= Directive =
Copy the items below word for word, beginning at the line that contains "Lab microscopy module: scan the image above for the red truck." and stopping after the line that contains "xmin=406 ymin=206 xmax=420 ymax=214".

====================

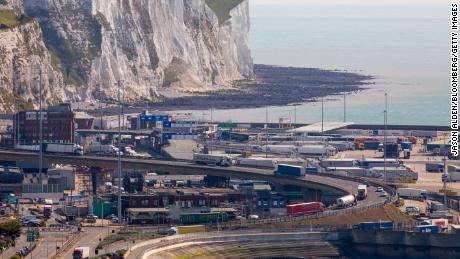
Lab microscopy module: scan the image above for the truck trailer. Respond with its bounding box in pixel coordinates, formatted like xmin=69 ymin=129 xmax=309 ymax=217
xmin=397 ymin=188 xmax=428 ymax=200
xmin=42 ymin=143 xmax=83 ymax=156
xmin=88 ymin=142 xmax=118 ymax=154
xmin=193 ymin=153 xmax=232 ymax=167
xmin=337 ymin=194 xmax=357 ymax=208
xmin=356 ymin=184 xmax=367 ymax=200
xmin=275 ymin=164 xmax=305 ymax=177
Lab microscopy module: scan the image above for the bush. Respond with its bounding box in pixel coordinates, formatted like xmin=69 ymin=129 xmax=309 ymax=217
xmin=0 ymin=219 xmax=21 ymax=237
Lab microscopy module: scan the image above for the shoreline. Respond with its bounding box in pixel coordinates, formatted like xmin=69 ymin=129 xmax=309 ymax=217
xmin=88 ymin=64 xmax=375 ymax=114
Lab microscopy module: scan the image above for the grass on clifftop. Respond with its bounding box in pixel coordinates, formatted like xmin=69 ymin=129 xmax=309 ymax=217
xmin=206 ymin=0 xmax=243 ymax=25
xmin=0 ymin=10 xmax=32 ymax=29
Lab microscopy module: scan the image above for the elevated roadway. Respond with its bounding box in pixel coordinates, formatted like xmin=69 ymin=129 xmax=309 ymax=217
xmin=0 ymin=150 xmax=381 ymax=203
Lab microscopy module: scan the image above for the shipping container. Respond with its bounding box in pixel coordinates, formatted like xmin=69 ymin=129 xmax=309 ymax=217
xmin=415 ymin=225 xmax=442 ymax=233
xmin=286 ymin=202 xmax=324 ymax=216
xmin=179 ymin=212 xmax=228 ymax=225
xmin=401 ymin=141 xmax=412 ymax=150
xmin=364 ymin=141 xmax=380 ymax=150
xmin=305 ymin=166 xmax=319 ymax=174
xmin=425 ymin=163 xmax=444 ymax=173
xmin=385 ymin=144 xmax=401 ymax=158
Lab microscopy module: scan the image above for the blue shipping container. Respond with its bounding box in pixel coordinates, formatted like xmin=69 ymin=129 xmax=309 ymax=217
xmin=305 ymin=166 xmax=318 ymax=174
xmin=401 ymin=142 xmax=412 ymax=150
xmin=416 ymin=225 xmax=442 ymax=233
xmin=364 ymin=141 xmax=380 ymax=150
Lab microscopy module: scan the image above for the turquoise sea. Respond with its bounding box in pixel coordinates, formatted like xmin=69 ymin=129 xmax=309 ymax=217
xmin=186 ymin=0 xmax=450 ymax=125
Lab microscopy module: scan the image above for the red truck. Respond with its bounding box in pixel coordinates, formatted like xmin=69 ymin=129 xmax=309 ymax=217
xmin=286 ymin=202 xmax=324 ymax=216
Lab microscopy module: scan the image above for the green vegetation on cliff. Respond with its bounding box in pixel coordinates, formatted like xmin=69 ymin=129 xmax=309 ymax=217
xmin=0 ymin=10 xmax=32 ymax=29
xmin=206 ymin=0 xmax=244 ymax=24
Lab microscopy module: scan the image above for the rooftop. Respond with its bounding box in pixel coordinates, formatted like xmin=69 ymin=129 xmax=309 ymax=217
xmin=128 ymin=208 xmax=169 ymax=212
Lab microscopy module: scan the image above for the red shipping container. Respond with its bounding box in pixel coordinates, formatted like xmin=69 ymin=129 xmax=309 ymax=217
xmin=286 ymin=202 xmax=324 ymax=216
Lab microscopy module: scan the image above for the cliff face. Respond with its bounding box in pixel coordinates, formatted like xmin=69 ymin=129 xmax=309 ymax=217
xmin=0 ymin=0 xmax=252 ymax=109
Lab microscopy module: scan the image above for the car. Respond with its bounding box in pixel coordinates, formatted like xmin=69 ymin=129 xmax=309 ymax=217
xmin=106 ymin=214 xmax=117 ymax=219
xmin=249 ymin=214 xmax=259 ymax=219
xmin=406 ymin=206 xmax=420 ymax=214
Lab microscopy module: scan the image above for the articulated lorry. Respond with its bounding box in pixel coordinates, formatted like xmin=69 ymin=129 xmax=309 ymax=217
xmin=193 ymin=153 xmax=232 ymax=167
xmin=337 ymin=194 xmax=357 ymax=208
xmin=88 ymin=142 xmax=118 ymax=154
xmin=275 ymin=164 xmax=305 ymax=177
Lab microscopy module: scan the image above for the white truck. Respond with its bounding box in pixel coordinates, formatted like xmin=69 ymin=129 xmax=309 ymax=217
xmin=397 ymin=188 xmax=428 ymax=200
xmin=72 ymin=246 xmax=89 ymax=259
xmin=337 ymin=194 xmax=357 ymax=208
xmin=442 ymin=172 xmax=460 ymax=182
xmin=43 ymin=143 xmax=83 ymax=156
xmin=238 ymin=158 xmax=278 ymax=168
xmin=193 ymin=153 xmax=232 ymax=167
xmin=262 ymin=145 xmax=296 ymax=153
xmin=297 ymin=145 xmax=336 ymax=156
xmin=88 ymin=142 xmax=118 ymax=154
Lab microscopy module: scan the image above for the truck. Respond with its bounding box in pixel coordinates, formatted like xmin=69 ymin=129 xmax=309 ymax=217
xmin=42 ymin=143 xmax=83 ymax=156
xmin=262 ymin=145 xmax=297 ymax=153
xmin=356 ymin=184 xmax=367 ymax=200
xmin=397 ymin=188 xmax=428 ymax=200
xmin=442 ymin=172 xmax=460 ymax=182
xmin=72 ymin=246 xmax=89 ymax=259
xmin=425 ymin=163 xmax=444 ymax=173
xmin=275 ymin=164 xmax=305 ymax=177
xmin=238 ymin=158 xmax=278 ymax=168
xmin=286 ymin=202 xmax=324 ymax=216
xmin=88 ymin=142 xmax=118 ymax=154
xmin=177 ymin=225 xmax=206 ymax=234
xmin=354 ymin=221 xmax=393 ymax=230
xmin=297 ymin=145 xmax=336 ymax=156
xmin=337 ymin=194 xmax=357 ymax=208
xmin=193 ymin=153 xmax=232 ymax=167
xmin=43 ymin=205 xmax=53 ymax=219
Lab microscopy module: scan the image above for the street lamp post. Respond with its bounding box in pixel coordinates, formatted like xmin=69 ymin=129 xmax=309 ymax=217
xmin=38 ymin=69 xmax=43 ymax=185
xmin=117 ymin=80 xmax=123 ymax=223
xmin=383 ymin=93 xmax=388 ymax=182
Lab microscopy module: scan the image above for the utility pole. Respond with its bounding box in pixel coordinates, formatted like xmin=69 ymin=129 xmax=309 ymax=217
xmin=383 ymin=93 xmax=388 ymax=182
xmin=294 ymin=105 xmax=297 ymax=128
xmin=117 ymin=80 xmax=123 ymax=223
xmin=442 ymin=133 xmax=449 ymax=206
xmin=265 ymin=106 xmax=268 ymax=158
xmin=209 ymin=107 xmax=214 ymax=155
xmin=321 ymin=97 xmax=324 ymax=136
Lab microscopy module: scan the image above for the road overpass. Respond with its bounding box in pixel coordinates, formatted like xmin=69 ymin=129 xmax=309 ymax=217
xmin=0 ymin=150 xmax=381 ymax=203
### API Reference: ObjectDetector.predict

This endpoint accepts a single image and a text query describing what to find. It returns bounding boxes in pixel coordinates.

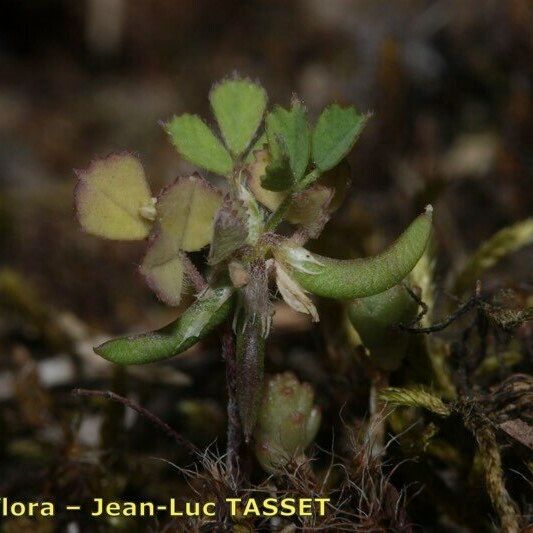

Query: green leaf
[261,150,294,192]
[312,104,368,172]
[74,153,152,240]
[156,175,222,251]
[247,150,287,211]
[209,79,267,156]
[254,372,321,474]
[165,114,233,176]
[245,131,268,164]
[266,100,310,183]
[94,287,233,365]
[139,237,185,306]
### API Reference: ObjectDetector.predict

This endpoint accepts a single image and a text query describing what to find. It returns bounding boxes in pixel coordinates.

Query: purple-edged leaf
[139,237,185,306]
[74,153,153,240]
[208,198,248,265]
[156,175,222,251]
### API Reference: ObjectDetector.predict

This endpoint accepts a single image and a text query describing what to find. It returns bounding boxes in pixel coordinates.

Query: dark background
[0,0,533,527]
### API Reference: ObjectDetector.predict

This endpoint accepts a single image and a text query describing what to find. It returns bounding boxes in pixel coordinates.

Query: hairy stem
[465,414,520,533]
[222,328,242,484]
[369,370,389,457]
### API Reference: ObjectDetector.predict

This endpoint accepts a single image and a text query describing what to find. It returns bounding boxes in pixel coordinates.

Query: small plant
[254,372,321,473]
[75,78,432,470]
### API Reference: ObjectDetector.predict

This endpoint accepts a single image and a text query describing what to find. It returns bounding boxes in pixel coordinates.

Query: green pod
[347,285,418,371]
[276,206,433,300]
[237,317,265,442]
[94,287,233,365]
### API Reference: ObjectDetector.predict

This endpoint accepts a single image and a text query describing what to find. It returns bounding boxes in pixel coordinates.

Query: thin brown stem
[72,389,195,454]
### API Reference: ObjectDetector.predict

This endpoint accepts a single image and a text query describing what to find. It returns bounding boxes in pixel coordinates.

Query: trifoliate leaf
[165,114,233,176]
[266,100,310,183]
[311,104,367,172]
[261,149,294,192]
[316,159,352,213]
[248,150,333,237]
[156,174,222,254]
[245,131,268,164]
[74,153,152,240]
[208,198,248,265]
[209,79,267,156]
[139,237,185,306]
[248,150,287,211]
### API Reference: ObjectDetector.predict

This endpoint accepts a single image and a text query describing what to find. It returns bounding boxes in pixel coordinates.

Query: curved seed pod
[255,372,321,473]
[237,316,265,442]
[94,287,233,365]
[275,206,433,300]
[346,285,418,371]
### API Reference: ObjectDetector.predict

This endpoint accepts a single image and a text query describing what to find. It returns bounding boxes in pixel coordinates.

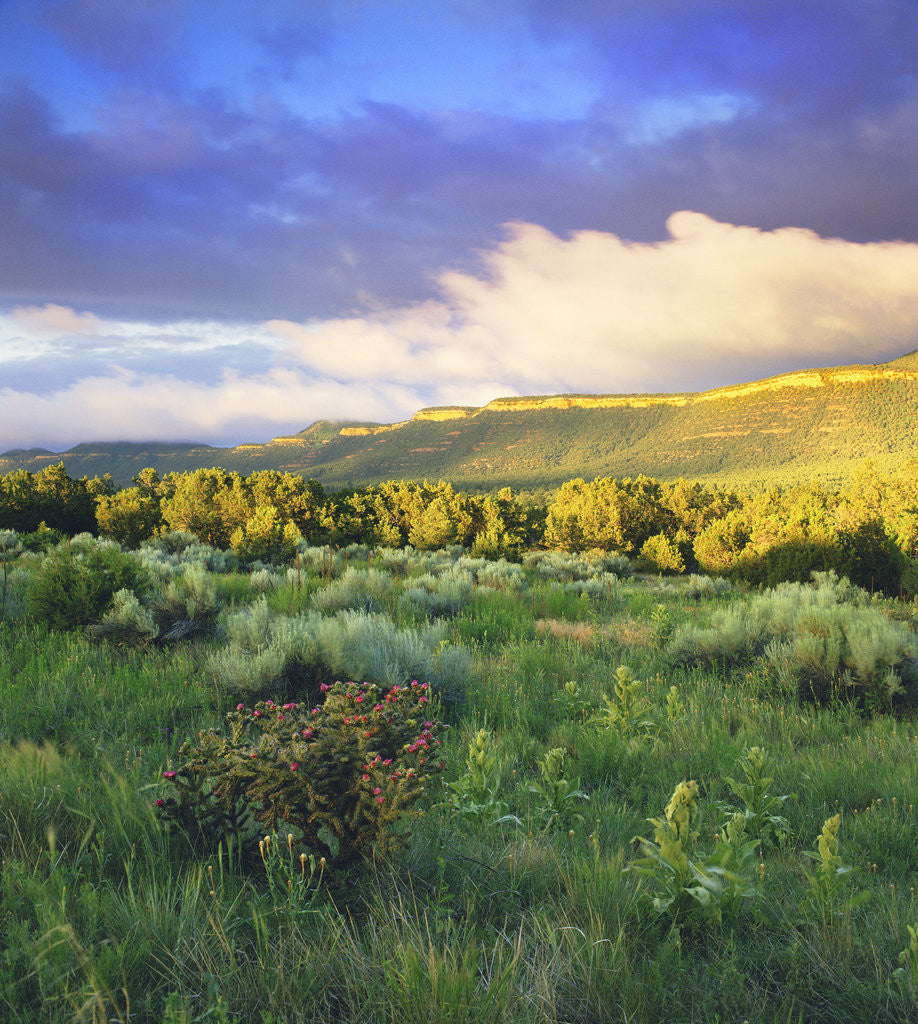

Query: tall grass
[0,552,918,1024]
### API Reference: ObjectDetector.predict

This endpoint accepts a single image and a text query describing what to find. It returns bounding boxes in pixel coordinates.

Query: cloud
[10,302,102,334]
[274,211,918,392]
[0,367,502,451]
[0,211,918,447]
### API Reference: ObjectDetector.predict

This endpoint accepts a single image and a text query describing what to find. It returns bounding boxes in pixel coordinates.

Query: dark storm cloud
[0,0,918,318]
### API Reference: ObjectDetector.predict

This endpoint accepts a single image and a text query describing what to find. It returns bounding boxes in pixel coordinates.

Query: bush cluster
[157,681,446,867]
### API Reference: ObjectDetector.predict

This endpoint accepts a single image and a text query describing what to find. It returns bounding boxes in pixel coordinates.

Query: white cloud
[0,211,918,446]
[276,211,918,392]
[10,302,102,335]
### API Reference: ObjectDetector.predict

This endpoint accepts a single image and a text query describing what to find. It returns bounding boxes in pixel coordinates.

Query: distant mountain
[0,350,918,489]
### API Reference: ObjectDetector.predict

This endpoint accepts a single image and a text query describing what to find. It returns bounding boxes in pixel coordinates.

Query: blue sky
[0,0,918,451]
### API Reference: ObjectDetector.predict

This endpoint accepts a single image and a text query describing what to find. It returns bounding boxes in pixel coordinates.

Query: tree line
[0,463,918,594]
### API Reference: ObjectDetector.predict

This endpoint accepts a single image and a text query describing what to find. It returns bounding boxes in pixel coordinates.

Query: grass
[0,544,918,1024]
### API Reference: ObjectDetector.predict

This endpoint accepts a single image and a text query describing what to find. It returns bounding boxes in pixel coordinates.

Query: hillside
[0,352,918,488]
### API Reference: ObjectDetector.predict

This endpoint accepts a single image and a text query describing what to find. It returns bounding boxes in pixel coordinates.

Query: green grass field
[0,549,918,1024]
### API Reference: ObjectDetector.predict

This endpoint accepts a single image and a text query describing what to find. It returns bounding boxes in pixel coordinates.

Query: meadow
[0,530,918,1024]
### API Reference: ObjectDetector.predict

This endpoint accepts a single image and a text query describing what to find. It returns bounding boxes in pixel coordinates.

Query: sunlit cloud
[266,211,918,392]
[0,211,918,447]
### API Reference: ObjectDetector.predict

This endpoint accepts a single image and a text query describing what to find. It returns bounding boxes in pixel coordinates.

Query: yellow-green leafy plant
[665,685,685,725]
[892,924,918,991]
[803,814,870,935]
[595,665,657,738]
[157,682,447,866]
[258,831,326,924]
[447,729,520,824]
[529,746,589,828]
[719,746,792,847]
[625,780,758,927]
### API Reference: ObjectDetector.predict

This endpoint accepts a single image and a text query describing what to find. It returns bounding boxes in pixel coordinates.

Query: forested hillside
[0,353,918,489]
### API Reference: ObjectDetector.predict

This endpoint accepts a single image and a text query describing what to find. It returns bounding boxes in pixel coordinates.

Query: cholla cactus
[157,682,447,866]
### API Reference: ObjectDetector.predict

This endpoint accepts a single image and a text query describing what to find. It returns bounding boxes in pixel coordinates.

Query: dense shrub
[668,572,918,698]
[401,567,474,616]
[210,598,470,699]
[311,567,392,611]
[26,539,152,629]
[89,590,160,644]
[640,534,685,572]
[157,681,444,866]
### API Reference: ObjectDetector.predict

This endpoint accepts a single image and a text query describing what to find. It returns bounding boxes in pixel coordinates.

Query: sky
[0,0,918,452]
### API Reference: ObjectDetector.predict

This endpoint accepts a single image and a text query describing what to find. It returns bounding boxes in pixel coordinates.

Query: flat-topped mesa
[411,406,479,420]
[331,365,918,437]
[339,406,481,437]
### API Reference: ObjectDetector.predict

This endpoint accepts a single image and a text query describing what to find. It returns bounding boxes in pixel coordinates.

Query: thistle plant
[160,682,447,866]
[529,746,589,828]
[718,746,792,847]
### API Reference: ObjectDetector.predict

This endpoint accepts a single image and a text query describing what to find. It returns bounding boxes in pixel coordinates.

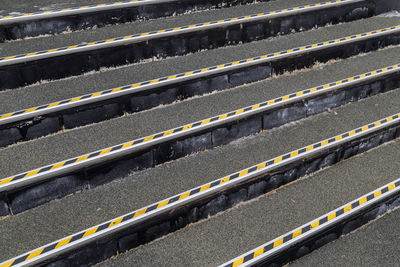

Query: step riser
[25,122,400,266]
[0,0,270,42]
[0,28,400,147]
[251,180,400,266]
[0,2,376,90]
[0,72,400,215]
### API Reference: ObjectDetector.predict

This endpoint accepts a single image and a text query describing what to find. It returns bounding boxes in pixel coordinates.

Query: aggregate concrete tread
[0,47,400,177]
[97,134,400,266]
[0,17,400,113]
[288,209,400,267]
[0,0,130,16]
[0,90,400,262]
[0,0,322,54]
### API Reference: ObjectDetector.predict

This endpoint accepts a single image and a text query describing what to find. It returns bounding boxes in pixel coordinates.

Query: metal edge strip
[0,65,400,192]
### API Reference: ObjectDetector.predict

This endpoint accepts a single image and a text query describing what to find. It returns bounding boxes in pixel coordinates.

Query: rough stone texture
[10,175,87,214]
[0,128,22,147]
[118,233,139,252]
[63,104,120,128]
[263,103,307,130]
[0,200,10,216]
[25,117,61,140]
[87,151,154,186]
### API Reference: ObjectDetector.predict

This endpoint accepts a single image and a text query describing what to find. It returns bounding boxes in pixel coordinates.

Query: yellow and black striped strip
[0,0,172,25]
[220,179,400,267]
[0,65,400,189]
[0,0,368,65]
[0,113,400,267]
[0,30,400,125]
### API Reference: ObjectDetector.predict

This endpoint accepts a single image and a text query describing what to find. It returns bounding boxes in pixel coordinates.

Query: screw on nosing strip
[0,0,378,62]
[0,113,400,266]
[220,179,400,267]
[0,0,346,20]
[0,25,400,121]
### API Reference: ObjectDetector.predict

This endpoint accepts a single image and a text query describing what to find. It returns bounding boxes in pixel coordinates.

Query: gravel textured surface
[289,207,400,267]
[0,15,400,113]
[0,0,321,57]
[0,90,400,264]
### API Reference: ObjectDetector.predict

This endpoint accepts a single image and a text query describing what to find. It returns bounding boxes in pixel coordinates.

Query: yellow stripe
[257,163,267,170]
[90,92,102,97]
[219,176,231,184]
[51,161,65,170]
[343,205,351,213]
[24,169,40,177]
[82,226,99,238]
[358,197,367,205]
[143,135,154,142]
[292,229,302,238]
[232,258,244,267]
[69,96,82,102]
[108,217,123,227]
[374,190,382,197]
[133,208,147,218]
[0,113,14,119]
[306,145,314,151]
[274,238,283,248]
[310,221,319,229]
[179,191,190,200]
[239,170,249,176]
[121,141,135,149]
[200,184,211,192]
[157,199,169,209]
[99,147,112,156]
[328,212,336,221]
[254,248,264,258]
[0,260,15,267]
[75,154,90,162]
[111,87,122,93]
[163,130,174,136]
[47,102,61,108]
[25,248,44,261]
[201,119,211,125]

====================

= Answer below =
Lab microscopy module: scan the image above for the red truck. Respond with its bounding box in pixel coordinates, formatted like xmin=69 ymin=129 xmax=309 ymax=217
xmin=286 ymin=202 xmax=324 ymax=216
Lab microscopy module: scan the image above for the green vegetation on cliff. Respond with its bounding box in pixel coordinates, formatted like xmin=69 ymin=129 xmax=309 ymax=217
xmin=0 ymin=10 xmax=32 ymax=29
xmin=206 ymin=0 xmax=244 ymax=24
Lab microscopy module: scan the image above for the rooftop. Respond with its bounding box in pixel coordinates, formatted like xmin=69 ymin=129 xmax=309 ymax=217
xmin=128 ymin=208 xmax=169 ymax=212
Lab microscopy module: scan the image above for the red shipping container. Respond with its bounding box in pixel coordinates, formatted like xmin=69 ymin=129 xmax=309 ymax=217
xmin=286 ymin=202 xmax=324 ymax=216
Lab microscopy module: scan the image above for the cliff face. Respond with its bounding box in pixel coordinates, formatted like xmin=69 ymin=129 xmax=309 ymax=217
xmin=0 ymin=0 xmax=252 ymax=109
Lab microscopy module: scan the image above for the car. Respond with its bounding box in pixel coordinates, formatted like xmin=69 ymin=129 xmax=309 ymax=217
xmin=106 ymin=214 xmax=117 ymax=219
xmin=249 ymin=214 xmax=259 ymax=219
xmin=406 ymin=206 xmax=420 ymax=214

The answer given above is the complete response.